/---

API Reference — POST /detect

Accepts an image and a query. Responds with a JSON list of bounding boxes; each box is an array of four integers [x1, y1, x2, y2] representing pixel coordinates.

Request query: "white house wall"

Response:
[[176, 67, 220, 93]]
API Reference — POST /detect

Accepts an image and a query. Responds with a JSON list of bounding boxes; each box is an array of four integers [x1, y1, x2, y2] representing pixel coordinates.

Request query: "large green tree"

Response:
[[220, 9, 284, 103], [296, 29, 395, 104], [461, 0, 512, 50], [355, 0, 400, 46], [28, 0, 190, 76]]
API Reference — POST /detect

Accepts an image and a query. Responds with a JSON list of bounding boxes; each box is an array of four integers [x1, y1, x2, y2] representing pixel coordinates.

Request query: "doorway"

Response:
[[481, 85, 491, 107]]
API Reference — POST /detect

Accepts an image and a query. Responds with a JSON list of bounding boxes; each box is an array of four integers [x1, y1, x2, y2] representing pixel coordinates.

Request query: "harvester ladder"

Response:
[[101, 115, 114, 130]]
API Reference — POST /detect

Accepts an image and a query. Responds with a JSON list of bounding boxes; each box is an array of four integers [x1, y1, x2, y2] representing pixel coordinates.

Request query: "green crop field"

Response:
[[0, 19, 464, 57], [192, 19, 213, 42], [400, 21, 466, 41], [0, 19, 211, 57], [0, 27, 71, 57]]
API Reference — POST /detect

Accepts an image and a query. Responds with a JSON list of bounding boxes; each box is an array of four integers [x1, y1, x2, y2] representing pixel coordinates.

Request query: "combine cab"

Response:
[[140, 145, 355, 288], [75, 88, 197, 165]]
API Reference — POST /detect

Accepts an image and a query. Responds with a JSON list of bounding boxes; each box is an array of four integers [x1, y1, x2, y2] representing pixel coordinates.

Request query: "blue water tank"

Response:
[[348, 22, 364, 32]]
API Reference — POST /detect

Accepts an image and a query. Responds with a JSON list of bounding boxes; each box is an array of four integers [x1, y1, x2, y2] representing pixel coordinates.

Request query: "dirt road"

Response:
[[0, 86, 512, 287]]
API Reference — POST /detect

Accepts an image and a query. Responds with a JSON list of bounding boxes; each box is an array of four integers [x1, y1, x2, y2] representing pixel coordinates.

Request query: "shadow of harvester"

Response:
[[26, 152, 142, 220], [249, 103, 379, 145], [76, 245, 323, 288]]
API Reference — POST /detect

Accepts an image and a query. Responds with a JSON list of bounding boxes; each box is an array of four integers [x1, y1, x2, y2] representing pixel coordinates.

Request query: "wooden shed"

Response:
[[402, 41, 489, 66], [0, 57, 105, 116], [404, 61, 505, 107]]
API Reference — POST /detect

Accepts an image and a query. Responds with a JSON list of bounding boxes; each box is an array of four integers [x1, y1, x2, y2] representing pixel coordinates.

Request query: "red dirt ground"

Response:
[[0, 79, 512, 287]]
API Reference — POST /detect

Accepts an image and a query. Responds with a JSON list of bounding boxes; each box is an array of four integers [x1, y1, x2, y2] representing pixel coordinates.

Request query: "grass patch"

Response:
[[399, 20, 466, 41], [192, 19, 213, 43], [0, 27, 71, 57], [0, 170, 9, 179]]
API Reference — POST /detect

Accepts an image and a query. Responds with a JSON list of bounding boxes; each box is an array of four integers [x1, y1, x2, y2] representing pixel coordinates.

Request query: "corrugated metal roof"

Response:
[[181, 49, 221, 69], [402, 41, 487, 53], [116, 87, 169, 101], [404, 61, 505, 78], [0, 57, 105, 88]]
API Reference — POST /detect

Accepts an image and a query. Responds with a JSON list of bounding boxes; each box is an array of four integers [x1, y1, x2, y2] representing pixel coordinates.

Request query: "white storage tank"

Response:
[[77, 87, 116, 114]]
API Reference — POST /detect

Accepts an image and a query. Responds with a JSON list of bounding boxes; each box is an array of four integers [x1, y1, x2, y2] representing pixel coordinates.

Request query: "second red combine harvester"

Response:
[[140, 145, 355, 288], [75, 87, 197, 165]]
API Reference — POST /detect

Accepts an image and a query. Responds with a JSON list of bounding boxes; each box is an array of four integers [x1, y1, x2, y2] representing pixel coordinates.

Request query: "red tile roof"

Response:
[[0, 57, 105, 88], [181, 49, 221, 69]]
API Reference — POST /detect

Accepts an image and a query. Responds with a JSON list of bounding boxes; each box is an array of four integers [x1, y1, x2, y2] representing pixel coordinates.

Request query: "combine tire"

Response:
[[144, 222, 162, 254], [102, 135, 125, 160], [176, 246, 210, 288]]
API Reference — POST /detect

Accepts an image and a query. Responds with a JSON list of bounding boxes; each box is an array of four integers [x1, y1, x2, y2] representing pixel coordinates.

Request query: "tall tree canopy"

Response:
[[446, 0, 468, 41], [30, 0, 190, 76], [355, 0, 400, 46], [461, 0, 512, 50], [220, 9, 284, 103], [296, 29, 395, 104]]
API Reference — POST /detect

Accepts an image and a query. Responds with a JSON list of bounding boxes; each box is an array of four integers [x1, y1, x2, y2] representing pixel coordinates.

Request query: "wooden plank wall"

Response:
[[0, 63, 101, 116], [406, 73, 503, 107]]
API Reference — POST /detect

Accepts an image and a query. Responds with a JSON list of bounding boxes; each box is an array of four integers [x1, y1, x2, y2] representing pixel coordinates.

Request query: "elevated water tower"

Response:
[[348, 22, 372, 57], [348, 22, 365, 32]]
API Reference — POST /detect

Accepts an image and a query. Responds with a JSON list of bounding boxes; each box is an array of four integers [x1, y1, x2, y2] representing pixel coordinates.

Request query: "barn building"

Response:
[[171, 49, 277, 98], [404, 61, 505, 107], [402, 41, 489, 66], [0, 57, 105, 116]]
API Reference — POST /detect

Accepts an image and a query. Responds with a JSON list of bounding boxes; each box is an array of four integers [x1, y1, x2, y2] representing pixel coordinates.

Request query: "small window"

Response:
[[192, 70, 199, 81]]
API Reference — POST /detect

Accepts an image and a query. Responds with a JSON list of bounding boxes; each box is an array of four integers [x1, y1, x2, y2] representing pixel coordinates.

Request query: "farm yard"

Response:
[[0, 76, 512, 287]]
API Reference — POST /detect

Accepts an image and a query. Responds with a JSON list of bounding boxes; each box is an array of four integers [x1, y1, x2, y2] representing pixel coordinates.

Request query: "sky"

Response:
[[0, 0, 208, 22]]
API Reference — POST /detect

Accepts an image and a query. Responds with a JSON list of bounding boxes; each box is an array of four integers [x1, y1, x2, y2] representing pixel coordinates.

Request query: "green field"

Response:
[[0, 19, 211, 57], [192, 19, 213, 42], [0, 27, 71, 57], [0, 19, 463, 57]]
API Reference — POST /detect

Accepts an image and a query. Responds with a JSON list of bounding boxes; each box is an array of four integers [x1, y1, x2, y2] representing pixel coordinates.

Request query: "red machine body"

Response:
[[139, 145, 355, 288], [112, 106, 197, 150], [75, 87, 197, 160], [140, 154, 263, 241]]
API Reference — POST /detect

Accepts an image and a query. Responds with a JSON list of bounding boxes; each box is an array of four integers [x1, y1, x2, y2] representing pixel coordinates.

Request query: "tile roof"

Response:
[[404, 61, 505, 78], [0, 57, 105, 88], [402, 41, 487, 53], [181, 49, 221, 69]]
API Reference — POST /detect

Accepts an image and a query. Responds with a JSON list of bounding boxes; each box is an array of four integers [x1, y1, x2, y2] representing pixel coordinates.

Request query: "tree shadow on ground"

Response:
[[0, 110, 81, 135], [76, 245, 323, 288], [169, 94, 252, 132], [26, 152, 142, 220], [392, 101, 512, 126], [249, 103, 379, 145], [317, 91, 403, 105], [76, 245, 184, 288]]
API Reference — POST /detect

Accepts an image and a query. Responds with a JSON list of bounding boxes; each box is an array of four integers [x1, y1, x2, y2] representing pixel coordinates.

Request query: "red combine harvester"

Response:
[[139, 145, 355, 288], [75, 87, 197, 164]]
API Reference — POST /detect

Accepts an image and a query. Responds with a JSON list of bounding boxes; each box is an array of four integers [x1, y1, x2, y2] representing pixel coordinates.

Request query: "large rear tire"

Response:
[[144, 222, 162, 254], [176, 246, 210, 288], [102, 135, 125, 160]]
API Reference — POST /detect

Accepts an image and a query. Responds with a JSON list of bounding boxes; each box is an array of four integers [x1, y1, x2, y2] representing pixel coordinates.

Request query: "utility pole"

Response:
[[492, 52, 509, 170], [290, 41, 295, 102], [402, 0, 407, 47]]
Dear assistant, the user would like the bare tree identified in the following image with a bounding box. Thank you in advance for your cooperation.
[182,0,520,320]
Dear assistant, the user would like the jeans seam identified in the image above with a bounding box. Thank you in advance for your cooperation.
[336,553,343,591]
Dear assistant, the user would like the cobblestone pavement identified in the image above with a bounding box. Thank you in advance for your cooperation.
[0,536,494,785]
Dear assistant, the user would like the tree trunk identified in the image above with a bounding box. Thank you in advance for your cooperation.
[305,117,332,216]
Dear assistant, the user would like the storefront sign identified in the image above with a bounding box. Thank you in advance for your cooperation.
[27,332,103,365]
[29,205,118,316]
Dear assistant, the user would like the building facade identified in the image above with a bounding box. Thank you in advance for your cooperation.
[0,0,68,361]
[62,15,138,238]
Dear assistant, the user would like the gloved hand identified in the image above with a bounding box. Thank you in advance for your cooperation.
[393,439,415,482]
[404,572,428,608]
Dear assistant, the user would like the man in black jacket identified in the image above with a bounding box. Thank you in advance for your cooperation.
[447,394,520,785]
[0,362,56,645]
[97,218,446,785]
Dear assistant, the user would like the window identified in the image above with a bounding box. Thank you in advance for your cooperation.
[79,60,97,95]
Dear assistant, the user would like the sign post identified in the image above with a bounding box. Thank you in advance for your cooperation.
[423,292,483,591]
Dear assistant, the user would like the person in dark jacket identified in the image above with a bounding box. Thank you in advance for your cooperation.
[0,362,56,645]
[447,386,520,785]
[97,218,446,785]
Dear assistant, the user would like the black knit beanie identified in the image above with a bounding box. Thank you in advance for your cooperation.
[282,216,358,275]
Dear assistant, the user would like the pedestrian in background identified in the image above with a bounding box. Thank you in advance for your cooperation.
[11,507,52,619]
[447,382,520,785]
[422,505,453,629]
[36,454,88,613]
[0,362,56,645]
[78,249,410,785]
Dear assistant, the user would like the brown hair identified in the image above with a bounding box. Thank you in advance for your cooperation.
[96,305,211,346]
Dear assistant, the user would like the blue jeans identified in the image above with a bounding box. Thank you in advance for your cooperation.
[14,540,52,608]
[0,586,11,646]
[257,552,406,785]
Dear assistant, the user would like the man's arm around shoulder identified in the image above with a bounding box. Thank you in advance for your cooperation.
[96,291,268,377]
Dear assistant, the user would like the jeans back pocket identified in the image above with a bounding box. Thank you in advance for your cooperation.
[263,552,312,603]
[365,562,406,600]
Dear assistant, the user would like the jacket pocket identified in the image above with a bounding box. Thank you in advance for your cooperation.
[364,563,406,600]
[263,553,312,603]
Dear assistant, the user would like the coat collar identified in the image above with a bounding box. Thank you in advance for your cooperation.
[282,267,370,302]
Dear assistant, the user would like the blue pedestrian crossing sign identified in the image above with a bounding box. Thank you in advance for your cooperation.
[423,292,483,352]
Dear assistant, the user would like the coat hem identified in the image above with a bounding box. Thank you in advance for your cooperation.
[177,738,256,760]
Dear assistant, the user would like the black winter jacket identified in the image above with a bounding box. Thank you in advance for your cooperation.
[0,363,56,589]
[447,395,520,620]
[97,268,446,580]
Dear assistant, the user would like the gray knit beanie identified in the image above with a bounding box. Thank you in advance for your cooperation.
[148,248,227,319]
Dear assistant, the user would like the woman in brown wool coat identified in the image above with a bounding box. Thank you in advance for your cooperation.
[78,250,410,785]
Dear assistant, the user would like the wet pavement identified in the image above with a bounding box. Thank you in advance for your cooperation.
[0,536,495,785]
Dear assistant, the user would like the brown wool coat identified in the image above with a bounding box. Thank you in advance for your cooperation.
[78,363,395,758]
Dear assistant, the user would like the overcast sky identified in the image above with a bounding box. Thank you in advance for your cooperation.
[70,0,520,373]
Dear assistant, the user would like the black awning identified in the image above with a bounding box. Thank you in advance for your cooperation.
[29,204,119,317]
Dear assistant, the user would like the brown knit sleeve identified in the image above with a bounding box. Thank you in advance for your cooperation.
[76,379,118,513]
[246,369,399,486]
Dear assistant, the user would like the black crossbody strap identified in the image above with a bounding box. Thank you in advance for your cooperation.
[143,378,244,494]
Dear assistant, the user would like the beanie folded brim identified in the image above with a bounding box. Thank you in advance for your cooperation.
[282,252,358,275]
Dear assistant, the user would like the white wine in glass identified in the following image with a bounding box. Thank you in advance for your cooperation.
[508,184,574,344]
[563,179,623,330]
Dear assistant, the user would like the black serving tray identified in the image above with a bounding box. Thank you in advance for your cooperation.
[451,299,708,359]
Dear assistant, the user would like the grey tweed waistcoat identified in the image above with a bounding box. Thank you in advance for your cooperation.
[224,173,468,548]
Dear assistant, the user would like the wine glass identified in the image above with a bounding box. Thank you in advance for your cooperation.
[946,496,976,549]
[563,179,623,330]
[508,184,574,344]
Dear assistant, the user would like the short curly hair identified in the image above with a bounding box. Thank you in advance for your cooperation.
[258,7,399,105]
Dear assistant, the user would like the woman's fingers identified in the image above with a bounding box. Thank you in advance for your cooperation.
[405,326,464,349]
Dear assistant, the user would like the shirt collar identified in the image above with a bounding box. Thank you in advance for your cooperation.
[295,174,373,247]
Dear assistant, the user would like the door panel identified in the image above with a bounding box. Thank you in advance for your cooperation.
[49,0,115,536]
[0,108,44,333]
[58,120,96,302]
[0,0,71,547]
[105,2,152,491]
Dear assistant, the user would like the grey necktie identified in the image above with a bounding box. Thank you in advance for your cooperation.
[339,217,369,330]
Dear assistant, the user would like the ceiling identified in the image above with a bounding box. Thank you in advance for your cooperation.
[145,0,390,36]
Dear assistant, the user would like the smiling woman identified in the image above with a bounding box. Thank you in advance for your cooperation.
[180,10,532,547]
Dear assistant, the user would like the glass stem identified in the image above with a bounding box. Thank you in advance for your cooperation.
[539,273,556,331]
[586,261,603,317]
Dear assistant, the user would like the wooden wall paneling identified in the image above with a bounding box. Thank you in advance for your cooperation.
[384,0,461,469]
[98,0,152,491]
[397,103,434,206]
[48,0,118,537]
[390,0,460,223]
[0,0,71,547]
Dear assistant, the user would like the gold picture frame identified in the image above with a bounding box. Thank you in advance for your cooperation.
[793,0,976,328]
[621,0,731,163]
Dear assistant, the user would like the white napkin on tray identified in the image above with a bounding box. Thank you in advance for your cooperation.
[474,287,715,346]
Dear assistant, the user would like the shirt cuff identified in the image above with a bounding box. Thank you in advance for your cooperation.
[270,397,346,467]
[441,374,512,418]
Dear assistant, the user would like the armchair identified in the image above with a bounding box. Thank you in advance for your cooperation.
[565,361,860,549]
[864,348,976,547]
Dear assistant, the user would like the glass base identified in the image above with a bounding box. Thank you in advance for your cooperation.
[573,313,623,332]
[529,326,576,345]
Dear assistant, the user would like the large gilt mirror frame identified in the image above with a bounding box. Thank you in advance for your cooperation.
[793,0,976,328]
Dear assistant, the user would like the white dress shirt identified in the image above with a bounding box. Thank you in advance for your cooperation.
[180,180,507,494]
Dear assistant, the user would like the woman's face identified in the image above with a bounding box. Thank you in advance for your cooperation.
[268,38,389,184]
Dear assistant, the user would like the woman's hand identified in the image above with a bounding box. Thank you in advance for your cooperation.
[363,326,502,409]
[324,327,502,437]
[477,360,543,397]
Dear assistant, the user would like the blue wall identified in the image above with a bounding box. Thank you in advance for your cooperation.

\---

Please reproduce, unchanged, the stretch of records from the line containing "Dear assistant, the user would like the sign" through the line containing "[257,552,406,785]".

Dear assistant, the user would like the sign post identified in the image above with a bounding box. Thank you in advance for your cooperation.
[423,292,483,591]
Dear assistant, the user would like the person in dark jacket identified in the image above with a bounding box. Thank you in advance for your cooperation.
[0,362,56,645]
[447,386,520,785]
[97,218,446,785]
Dear assistant, the user would like the black knit beanie identified in the image above with a bounding box. Thank you in advance for your cooperation.
[282,216,358,275]
Dear assistant, the user would like the pedestrian in background identified in the image above with a bounding box. Thank you in advance for your cooperation.
[11,507,52,619]
[447,382,520,785]
[422,505,453,629]
[36,454,88,613]
[0,362,56,645]
[78,249,410,785]
Dear assistant, the user would like the brown hair identified in the image above with a bounding box. Thank you in advance for your cooperation.
[96,305,211,346]
Dear assistant, the user would like the blue jeans identified in the image above with a bounding box. Thank you in advance for your cooperation.
[14,540,52,608]
[0,586,11,646]
[257,552,406,785]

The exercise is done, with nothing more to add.